--- INPUT ---

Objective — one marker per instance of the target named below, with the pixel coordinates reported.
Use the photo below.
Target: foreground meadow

---
--- INPUT ---

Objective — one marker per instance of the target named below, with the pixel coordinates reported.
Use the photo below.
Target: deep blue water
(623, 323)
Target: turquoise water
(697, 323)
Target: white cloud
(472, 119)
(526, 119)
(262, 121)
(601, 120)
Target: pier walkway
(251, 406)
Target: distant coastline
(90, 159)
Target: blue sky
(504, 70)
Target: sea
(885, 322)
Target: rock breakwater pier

---

THE EXERCISE =>
Give the lines of the records from the one containing "Target: turquoise water" through the one containing "Target: rock breakwater pier" as a numbered list, with blank lines left out.

RESPONSE TO THE EXERCISE =>
1. Target: turquoise water
2. (697, 323)
3. Target: white cloud
4. (472, 119)
5. (526, 119)
6. (262, 121)
7. (601, 120)
8. Target: pier walkway
9. (251, 406)
10. Target: distant coastline
11. (90, 159)
12. Target: blue sky
13. (504, 70)
14. Target: sea
15. (885, 322)
16. Target: rock breakwater pier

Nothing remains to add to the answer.